Предложенный отрывок –
>>>

Здесь, в Тюмени, Евгения Борисовна родила еще одного сына, Виктора.
Борису Ильичу было пятьдесят семь лет, Евгении Борисовне — сорок два, ровесница века. Поздний ребенок, и поэтому с ним неустанно возились, очень за него боялись, хотя он развивался совершенно нормально.
Феликс, которого в школе, а затем и дома стали звать Левой, прекрасно рисовал, прославился сначала на городской выставке в Тюмени, а затем, в числе других, и его работа была послана в Москву на всесоюзную выставку, и, к радости родителей и школы, пришел из Москвы диплом с присвоением первой премии за школьный рисунок мальчика из Тюмени по фамилии Збарский.
Вечерами все собирались в одной из пустых аудиторий слушать сводки Информбюро, все сотрудники, все жены, курсанты из состава почетного караула.
Расходились молча, с печалью и надеждой…
Через год Борис Ильич был вызван для доклада в Москву.
ЖАРКИМ И ГОРЬКИМ ИЮЛЬСКИМ ЛЕТОМ СОРОК ВТОРОГО ГОДА я был вызван в Москву для вручения мне ордена Красной Звезды. Церемония происходила в Кремле, вручал ордена сам М. И. Калинин, и можно представить радостное волнение, с каким я сел в «Дуглас», перелетавший через линию фронта. К тому же не мог подавить суетного тщеславия, что оказался в числе первых ленинградских литераторов, удостоенных пока, в первый год войны, нечастой воинской награды.

<<<

[Записи с ограничивающими рамками]
>>>

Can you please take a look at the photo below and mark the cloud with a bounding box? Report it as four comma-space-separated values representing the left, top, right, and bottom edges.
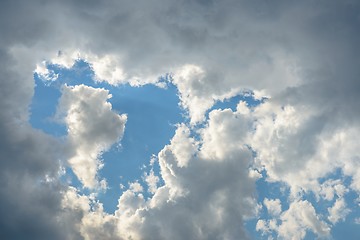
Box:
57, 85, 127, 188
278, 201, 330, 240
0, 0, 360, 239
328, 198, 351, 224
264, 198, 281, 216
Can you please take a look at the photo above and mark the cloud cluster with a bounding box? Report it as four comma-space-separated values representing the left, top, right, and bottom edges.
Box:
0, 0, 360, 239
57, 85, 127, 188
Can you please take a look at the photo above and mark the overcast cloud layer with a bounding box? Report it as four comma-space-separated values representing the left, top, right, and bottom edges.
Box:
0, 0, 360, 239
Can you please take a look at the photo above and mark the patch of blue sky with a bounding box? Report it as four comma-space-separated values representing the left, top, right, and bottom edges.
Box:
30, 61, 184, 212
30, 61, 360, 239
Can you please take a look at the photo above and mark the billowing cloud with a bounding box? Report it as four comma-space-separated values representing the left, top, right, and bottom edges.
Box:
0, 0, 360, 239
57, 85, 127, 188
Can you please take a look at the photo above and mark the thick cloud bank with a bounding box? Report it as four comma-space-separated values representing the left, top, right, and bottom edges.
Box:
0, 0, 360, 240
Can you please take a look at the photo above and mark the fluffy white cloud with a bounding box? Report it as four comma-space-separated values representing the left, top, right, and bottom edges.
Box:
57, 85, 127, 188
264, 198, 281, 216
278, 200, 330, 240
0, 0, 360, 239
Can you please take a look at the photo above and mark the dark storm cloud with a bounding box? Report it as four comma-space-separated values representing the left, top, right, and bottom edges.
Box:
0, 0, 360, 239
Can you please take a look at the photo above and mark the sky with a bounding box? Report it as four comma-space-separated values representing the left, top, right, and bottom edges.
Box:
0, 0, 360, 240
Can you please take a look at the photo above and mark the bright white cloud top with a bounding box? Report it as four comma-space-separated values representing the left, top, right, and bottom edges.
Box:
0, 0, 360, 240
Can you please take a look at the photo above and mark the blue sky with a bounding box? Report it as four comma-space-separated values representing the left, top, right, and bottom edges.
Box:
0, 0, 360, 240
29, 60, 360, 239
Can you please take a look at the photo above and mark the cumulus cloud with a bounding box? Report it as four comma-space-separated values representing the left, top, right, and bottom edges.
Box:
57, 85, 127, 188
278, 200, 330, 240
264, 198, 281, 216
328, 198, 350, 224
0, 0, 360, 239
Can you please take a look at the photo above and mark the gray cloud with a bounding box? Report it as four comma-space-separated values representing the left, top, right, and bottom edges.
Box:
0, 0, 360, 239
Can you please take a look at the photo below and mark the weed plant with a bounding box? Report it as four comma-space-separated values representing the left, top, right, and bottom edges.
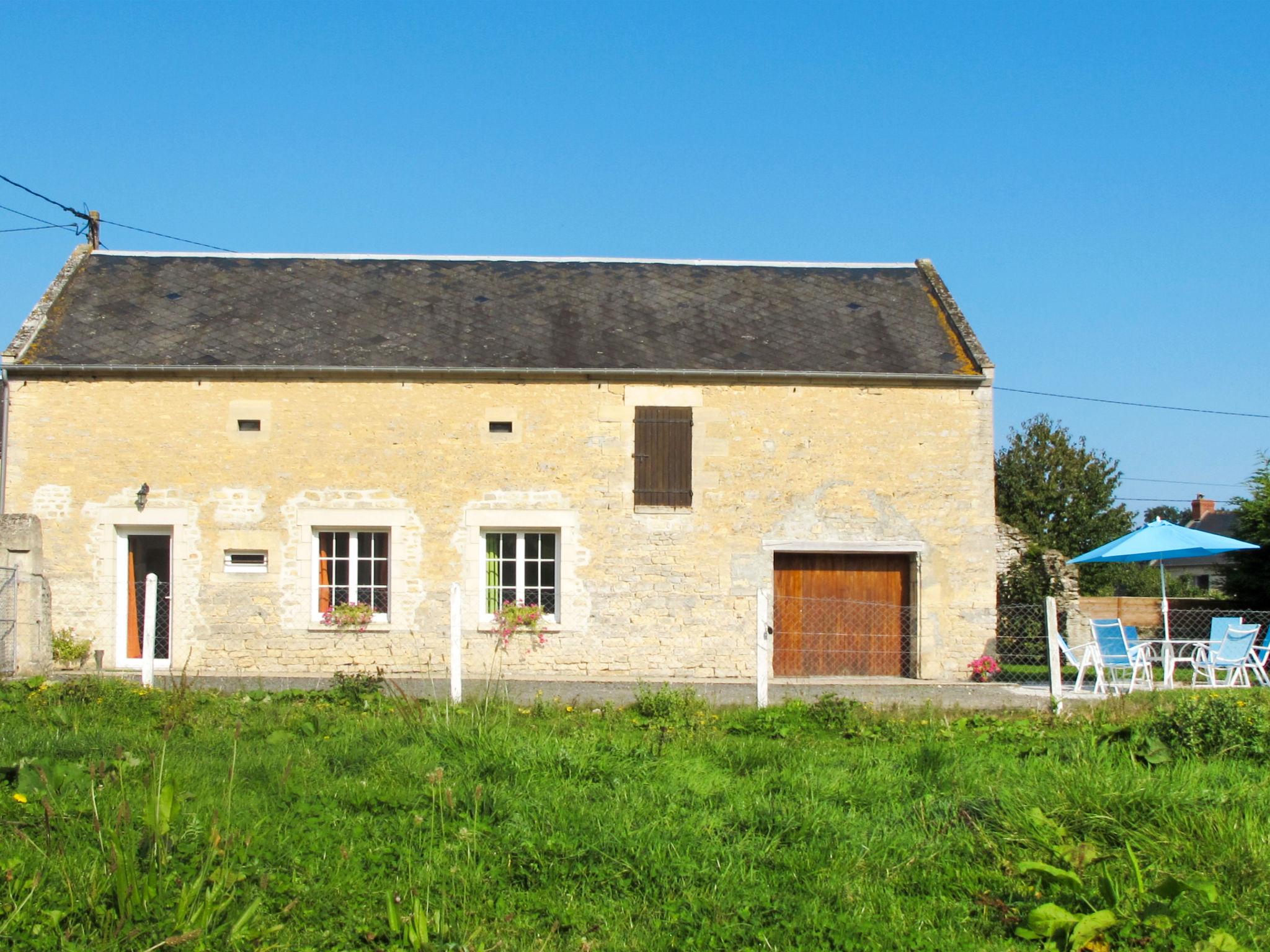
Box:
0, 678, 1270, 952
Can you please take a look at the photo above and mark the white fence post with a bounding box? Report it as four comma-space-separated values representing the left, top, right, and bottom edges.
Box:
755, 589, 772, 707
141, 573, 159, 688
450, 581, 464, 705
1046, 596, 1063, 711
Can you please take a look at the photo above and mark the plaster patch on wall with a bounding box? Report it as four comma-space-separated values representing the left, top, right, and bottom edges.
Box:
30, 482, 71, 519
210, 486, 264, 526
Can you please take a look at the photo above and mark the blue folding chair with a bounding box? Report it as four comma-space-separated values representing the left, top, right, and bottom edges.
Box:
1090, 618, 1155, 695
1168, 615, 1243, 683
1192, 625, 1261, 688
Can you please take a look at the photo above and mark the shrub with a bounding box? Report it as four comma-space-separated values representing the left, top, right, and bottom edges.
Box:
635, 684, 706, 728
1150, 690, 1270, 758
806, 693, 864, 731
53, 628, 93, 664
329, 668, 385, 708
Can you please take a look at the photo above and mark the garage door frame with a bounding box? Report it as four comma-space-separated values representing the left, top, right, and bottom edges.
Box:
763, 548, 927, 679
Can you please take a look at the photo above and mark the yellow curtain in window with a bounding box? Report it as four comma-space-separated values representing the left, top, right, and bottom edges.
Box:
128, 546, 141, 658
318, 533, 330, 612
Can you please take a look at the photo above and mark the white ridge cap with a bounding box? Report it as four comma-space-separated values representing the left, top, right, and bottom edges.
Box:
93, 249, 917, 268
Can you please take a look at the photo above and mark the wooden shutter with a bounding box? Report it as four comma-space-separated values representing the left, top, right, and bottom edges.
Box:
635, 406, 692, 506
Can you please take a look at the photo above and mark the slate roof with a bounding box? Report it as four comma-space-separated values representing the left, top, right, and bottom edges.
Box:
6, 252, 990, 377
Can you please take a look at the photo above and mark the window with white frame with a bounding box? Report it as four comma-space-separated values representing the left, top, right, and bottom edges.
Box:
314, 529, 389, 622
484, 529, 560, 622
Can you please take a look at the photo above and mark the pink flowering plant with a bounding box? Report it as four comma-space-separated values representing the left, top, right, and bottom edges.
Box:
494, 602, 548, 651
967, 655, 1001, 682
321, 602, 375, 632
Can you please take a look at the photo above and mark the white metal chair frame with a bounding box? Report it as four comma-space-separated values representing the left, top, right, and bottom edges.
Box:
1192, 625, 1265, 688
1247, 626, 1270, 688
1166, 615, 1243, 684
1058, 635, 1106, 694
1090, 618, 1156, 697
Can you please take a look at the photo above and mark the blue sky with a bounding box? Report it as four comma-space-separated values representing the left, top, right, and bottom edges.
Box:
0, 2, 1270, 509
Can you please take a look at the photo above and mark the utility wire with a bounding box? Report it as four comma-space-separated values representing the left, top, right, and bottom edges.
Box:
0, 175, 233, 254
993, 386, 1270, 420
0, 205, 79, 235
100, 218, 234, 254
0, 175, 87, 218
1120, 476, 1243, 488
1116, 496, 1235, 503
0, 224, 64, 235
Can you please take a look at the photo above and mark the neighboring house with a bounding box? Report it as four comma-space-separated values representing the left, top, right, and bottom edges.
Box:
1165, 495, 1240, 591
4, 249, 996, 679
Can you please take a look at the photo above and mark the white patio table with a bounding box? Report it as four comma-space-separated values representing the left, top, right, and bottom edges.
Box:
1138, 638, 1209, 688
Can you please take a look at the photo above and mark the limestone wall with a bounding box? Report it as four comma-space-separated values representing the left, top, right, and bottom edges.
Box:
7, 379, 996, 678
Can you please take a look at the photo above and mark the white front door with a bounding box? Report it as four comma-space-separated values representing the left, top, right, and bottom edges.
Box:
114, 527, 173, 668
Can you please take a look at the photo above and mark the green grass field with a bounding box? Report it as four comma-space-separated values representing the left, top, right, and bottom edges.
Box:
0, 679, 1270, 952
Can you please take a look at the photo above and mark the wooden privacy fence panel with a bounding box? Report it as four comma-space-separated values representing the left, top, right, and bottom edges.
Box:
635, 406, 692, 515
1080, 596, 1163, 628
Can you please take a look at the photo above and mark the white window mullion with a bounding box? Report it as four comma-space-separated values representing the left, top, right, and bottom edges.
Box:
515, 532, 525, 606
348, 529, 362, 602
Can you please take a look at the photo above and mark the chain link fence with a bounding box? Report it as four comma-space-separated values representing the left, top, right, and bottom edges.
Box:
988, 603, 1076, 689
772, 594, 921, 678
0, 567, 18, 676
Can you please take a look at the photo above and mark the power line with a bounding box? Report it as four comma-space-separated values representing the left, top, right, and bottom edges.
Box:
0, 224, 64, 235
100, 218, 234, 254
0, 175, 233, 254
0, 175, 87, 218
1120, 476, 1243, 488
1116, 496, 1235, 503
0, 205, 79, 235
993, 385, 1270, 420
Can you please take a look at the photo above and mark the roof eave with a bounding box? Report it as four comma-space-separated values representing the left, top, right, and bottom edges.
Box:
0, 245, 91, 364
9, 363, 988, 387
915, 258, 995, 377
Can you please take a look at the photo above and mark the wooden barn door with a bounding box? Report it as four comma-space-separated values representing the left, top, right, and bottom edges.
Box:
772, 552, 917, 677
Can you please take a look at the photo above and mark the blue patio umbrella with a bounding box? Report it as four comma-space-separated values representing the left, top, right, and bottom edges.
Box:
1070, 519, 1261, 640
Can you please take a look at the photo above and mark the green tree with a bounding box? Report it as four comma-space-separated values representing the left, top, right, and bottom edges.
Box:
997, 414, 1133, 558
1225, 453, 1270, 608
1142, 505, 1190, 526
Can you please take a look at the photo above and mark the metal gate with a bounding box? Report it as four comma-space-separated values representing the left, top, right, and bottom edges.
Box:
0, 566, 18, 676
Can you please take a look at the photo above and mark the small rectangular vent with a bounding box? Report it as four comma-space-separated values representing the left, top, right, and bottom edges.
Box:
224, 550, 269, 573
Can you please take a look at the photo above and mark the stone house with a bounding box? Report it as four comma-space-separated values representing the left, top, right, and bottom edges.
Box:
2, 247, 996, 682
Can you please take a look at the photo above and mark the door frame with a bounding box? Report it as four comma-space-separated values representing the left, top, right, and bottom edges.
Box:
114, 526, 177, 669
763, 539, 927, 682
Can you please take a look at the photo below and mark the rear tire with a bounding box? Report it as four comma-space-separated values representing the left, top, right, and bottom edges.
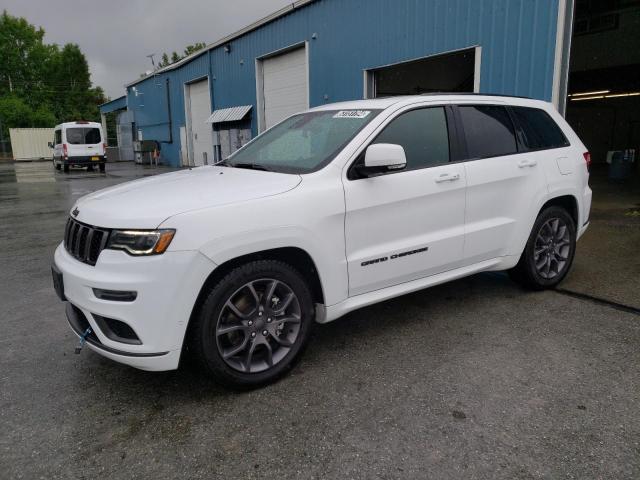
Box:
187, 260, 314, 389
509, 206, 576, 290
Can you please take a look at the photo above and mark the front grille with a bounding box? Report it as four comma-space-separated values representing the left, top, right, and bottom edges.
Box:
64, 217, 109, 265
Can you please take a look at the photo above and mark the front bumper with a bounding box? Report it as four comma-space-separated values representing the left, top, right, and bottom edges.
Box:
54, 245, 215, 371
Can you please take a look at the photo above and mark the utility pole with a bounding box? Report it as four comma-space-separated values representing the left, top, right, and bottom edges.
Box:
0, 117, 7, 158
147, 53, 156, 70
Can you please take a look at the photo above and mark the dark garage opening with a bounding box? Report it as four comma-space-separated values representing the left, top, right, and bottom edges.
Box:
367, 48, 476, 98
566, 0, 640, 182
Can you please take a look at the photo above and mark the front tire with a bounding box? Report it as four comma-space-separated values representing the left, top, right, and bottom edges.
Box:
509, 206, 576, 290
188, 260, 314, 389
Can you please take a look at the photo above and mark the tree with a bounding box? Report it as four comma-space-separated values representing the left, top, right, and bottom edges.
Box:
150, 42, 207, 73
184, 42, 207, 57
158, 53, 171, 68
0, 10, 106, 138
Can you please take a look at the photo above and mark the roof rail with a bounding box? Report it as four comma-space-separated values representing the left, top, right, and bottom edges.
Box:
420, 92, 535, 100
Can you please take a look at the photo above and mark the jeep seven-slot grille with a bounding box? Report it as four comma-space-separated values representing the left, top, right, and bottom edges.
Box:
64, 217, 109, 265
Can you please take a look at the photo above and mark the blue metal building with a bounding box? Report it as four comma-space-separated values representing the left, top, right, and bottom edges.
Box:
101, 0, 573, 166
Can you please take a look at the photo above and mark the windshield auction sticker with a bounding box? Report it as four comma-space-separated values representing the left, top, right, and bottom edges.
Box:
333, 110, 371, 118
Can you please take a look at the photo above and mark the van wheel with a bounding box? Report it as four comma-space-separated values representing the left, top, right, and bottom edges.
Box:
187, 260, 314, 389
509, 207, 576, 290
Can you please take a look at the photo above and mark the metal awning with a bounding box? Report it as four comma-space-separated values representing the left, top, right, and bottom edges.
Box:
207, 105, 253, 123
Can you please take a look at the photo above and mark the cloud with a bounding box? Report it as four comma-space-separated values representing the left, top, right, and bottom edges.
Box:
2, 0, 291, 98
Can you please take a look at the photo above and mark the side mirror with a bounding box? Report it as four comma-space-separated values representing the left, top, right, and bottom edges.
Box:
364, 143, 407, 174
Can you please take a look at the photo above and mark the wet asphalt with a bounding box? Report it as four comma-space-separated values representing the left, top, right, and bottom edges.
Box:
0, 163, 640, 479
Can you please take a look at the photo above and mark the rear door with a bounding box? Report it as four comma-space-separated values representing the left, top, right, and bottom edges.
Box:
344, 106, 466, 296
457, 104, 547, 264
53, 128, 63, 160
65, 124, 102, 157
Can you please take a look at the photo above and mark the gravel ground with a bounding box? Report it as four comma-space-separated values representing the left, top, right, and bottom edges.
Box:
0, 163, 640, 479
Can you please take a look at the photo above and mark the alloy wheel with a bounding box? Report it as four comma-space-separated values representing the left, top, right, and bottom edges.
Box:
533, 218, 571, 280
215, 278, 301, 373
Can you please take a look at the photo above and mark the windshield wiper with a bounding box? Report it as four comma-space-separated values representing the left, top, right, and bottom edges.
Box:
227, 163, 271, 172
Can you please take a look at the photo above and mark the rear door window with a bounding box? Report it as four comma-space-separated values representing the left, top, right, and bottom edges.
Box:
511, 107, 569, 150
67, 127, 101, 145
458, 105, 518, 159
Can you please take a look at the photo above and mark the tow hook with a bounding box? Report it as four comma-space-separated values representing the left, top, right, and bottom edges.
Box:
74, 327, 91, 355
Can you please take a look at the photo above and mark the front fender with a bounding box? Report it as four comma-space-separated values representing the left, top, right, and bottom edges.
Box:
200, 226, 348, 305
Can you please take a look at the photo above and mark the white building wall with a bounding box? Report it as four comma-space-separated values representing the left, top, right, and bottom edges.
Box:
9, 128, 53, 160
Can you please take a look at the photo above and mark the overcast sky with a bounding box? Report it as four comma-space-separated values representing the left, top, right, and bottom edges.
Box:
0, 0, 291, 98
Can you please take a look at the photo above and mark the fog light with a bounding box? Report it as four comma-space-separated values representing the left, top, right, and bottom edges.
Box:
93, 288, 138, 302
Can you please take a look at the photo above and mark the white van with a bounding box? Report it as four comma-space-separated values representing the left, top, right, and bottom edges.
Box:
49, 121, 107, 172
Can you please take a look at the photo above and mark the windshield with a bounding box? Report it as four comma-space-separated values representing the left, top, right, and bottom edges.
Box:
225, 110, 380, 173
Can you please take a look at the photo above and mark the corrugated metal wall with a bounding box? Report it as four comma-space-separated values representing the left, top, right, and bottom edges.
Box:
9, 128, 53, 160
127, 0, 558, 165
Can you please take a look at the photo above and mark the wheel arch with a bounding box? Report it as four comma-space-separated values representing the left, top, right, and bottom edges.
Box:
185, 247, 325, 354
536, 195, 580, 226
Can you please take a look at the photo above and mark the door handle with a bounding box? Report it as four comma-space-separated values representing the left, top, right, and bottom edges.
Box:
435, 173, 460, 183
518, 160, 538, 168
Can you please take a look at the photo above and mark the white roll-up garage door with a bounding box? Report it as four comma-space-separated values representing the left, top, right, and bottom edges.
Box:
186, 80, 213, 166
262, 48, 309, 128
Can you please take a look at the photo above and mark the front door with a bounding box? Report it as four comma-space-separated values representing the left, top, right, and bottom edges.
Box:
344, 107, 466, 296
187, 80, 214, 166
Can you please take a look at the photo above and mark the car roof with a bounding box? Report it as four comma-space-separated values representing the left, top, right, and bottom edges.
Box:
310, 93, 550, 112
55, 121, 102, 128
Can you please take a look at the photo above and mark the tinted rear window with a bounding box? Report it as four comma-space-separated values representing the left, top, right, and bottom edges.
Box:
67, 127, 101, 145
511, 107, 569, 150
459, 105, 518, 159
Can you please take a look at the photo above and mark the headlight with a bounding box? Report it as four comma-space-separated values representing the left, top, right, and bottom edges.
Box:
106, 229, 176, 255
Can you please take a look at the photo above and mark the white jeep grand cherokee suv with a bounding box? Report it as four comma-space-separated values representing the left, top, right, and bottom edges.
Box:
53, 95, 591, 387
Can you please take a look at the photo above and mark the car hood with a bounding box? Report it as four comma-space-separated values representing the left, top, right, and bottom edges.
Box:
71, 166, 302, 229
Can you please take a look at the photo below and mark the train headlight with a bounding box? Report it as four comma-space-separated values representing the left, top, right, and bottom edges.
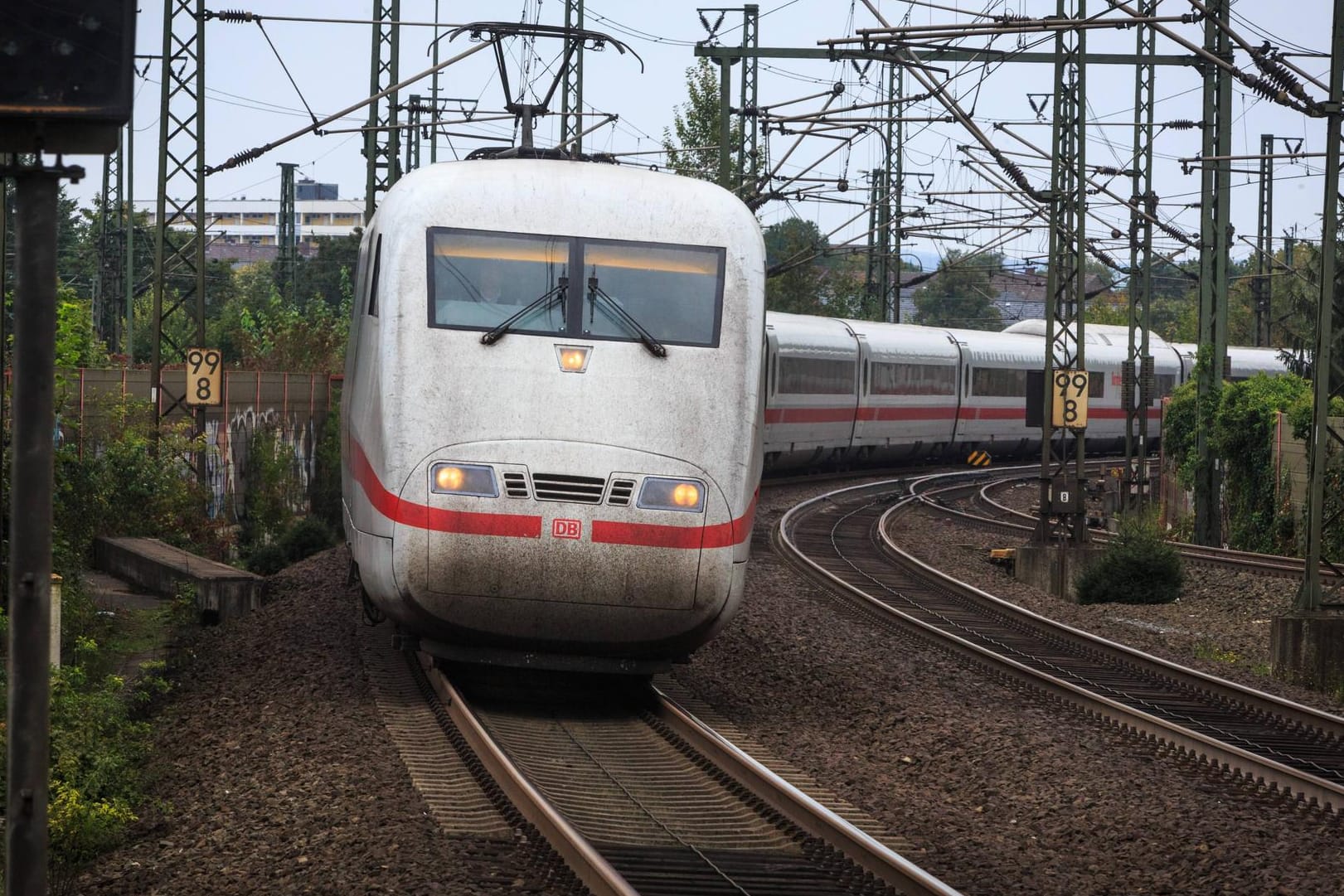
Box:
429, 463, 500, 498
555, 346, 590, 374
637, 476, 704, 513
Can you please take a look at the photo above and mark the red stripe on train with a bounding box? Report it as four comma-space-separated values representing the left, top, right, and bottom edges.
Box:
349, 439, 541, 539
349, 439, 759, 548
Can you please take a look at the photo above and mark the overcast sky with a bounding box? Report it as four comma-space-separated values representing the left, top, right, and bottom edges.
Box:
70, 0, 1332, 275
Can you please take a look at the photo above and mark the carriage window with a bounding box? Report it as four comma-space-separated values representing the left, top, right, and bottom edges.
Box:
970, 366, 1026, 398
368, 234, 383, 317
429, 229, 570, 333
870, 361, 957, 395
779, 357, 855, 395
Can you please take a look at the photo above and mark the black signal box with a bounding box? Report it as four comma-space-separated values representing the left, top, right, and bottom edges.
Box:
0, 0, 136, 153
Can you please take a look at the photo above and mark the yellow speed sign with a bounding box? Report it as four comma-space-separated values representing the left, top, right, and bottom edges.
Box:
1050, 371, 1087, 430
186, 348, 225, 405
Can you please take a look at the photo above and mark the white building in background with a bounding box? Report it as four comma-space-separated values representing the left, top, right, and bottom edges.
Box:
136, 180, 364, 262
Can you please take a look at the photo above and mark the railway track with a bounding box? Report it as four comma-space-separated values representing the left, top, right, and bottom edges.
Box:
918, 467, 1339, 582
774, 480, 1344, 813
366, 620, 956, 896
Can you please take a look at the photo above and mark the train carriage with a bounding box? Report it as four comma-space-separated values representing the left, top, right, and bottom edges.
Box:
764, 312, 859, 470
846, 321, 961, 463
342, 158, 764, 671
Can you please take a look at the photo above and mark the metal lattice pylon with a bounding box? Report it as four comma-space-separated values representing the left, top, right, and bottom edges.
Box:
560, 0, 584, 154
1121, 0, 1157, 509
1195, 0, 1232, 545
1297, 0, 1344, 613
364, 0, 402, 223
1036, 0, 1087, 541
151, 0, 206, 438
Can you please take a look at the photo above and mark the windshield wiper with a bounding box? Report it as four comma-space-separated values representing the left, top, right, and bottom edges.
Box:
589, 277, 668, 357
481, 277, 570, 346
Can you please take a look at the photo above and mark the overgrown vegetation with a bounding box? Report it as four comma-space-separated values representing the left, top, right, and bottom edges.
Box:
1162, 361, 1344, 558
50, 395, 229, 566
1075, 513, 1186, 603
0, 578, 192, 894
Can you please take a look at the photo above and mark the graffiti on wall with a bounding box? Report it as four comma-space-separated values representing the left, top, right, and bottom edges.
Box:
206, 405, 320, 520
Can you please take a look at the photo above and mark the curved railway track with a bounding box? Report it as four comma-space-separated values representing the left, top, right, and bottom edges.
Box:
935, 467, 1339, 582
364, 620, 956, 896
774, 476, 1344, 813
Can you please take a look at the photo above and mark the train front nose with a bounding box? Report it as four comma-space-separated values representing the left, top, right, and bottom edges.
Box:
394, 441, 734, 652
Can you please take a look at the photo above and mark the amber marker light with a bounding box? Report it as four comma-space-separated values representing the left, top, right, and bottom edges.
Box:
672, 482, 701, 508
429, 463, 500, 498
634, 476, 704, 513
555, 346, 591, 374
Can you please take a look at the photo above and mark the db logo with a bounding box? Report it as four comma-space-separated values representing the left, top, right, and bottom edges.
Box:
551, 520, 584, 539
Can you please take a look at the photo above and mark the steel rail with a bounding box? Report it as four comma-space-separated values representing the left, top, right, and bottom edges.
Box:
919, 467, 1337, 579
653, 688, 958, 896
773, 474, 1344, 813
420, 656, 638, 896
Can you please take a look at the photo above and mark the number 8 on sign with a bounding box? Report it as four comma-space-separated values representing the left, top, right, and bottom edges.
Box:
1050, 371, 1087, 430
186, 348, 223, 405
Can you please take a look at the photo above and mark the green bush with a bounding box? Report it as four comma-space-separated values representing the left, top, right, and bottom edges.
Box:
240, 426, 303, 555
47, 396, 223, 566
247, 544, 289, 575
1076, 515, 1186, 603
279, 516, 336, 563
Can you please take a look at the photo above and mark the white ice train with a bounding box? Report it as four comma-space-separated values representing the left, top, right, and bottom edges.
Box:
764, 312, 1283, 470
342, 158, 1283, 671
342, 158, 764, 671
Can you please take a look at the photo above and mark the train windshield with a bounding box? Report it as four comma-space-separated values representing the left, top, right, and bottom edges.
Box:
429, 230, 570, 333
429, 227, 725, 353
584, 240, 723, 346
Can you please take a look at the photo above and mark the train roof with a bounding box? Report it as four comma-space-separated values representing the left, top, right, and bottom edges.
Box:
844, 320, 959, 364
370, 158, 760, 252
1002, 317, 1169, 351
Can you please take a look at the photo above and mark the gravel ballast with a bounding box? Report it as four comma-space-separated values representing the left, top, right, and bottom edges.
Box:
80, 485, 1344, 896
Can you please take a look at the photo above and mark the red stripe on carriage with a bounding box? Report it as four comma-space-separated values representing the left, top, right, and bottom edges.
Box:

<<<

Задание –
Ответьте на вопросы по приведённому выше отрывку:
(a) Сколько лет было Евгении Борисовне, когда в Тюмени родился Виктор?
(b) Что пришло из Москвы за рисунок Феликса, посланный на всесоюзную выставку?
(c) Кто вручал ордена на церемонии в Кремле?

Полный ответ –
(a) Сорок два года.
(b) Диплом с присвоением первой премии за школьный рисунок.
(c) М. И. Калинин.